* Work request:
Return a copy of each line in the listing that includes the word "boundary".

* Data for processing:
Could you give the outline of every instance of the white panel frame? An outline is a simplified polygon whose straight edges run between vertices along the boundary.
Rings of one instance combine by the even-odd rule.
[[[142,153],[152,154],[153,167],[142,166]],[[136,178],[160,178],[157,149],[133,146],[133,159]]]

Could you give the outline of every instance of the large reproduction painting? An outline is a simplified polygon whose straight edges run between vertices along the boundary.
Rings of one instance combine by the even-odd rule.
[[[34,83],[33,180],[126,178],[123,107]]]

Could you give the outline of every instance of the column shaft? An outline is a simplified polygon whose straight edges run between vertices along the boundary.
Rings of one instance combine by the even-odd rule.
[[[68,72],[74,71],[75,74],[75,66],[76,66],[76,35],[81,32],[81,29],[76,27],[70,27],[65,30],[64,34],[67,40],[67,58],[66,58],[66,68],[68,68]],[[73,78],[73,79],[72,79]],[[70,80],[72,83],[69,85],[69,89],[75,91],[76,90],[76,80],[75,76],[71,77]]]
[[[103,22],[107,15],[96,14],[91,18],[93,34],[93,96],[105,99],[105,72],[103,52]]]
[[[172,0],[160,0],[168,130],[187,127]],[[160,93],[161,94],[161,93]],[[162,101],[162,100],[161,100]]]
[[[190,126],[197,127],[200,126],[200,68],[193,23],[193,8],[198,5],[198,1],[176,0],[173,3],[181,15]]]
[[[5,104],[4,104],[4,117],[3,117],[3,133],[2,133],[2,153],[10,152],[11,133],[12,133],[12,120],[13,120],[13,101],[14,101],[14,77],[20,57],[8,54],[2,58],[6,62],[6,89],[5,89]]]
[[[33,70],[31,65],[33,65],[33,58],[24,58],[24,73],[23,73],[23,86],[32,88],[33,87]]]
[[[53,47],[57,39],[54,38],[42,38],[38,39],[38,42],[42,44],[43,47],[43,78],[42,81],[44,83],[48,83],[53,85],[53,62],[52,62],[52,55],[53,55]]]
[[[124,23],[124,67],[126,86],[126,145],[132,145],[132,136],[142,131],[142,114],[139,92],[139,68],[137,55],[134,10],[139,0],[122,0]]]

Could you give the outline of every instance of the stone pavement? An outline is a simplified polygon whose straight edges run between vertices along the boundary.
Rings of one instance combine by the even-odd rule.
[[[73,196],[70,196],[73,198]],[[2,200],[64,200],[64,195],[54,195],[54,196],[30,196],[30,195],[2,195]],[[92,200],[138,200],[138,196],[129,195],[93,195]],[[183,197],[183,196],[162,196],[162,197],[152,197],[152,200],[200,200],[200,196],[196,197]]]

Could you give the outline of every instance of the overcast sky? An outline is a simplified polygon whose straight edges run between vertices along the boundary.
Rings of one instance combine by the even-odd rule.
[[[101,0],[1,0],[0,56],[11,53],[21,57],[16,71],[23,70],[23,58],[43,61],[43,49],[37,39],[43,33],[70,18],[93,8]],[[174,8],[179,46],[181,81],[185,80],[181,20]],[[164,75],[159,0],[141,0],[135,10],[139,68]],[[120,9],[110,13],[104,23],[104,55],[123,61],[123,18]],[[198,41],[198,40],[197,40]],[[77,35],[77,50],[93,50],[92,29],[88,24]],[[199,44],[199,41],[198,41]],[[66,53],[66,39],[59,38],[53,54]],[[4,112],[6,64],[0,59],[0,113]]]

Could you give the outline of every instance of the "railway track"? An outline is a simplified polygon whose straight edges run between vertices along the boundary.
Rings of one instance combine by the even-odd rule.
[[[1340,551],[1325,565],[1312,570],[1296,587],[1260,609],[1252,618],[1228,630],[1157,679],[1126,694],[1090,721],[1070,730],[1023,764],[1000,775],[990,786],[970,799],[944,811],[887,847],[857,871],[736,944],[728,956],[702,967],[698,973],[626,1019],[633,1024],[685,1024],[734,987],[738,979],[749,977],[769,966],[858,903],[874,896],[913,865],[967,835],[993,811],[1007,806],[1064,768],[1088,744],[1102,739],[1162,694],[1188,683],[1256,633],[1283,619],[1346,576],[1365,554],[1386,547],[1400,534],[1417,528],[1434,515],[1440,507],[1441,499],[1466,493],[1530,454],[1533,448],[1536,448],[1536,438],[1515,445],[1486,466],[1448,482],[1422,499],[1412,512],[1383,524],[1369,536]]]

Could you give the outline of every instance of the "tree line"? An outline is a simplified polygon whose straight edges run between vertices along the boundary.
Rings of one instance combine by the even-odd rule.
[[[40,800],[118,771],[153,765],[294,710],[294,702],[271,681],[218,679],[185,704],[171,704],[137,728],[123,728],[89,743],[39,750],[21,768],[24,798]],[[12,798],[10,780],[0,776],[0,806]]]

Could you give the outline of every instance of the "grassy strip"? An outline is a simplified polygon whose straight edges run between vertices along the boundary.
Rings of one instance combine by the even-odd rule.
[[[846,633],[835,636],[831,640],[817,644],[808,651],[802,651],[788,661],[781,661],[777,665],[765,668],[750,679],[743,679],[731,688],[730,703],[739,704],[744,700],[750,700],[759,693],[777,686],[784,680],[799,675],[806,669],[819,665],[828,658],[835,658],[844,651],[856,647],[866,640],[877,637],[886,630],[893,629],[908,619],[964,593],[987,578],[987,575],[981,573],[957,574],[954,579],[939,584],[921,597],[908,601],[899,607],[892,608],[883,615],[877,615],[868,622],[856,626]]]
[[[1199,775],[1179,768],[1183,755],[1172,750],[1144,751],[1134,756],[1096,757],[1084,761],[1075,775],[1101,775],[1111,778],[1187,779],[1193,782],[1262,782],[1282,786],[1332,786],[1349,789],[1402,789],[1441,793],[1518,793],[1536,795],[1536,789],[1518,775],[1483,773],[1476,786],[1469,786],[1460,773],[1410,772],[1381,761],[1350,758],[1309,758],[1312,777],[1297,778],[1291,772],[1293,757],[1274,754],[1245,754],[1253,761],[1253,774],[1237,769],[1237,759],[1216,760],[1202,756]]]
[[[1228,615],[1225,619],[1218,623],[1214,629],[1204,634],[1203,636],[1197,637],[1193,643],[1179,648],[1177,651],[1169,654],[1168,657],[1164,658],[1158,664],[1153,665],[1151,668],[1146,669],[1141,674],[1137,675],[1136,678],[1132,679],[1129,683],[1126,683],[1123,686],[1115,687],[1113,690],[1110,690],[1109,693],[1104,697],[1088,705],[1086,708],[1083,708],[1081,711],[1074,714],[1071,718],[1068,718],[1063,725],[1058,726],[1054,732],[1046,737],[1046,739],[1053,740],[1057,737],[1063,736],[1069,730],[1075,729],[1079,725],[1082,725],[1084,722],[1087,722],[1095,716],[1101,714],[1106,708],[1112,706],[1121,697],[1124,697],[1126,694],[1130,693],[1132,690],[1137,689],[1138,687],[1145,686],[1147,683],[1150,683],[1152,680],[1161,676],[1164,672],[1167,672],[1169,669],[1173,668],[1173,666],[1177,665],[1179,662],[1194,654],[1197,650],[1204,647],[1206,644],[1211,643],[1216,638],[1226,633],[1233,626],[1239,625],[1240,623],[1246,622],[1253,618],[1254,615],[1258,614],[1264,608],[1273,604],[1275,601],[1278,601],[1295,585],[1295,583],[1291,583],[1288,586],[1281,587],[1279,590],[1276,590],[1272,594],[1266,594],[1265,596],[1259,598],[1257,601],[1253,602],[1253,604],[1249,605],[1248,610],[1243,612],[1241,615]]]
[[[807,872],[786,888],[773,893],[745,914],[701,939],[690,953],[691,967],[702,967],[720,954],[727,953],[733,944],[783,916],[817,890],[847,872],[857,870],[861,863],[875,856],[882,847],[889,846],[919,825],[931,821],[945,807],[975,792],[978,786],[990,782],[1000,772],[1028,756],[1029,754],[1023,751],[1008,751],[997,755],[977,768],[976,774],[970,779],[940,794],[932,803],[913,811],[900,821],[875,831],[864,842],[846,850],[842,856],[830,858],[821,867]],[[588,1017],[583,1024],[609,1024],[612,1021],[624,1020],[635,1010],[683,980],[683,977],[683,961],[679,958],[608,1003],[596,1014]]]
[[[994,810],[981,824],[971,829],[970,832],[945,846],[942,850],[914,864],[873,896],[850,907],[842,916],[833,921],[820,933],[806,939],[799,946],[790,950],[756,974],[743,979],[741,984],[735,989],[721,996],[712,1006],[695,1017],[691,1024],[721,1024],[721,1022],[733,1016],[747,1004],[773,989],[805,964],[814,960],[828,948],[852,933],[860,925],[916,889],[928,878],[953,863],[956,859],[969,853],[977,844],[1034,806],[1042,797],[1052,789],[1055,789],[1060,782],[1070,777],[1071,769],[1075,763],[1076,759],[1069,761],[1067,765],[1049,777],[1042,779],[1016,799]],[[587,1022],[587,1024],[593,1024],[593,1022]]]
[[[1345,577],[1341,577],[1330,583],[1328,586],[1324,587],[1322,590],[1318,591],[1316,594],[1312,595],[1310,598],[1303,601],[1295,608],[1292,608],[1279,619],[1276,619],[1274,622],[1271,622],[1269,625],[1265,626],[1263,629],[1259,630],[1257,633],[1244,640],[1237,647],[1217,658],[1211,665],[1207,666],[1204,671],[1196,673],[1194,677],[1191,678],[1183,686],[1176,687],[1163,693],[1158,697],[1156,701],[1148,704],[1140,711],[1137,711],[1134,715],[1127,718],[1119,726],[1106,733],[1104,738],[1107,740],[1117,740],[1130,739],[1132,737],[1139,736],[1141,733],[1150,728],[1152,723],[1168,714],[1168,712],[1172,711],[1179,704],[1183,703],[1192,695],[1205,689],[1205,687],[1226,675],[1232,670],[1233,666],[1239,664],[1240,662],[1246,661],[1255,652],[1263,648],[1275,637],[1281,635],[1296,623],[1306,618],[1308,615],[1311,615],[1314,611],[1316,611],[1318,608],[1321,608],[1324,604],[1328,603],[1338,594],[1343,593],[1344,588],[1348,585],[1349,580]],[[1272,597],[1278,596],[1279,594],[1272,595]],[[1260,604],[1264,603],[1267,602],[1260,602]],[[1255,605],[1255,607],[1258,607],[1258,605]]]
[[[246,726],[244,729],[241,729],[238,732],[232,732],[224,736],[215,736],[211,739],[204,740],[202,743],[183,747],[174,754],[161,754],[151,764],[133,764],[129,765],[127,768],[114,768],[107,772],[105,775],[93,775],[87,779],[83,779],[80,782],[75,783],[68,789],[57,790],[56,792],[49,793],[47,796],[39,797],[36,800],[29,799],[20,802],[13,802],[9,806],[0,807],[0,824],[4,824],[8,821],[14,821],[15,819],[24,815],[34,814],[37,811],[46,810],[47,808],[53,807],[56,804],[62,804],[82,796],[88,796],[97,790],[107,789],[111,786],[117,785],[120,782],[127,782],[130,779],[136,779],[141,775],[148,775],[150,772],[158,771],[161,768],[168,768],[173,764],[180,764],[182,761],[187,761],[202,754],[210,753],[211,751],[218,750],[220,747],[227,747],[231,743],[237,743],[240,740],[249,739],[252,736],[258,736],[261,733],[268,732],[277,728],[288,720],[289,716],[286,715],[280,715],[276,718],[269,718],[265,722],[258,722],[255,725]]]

* Response for this exercise:
Could you give the outline of every instance of the white panel frame? An outline is a simplified polygon whose straight edges run between vertices along the boundary.
Could you give the outline of every instance of the large reproduction painting? An outline is a simplified polygon whose straight edges run between vertices along the boundary.
Could you give the outline of every instance of the column shaft? An outline is a simplified polygon whose straight edges run between vertices along the boundary.
Could you give the outline of every instance of the stone pavement? An outline is a simplified polygon whose straight edges run between vertices along the boundary.
Could you give the outline of every instance of the overcast sky? An outline is a simplified polygon whose straight edges run between vertices along the boundary.
Could you give the outline of every instance of the "railway track"? An outline is a simplified polygon whose straight edges run between vertices along the boundary.
Could you give the outline of every instance of the "tree line"? An outline is a simplified polygon whose straight edges run between vertices along the boundary.
Could you give the outline of every instance of the "grassy strip"? An outline is a simplified polygon whose straight edges run between vertices along the boundary.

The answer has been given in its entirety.